▶ **Source passage**:
--------------------------------------------------

Two of the basic issues were the role of the Torah and the authority of Jesus. Rabbinic Judaism could never accept the Second Testament Christology since the God-man of the “hypostatic union” is foreign to the Torah’s teaching on absolute monotheism. As the promised Messiah,2 Jesus did not meet the conditions which the prophetic-Rabbinic tradition associated with the coming of the Messiah. For example, there was no harmony, freedom, peace and amity in Jerusalem and enmity and struggle abounded elsewhere in the Land. This denies the validity of the Christian claim that Jesus fulfilled the Torah and that in his Second Coming the tranquility of the Messianic Age will be realized. As Rabbi Jesus, he taught the divine authority of the Torah and the prophets,3 and respect for its presenters and preservers,4 but claimed that his authority was equally divine and that it stood above the authority of the Torah. We agree with others who see this testimony as the major point of contention between Jesus and the religious authorities that ultimately led to the severance of the Jesus party from the Synagogue. However, we maintain, that the quarrel began in the words of Jesus on the roads to and from the Torah.

--------------------------------------------------

▶ **Written instruction**: State whether each statement below agrees with the passage on Jesus and the Torah, answering yes or no and quoting the deciding words of the passage: 1. Rabbinic Judaism was able to accept the Second Testament Christology. 2. Jerusalem was without harmony, freedom, peace and amity. 3. The authors hold that the quarrel began in the words of Jesus.

▶ **Dataset content**:
--------------------------------------------------

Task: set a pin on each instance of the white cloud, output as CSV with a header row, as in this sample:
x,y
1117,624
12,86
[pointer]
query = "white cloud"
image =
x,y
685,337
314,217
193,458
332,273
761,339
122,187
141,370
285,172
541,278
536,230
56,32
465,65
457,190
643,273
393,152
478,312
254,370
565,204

--------------------------------------------------

▶ **Written response**:
1. No: "Rabbinic Judaism could never accept the Second Testament Christology"
2. Yes: "there was no harmony, freedom, peace and amity in Jerusalem"
3. Yes: "we maintain, that the quarrel began in the words of Jesus on the roads to and from the Torah"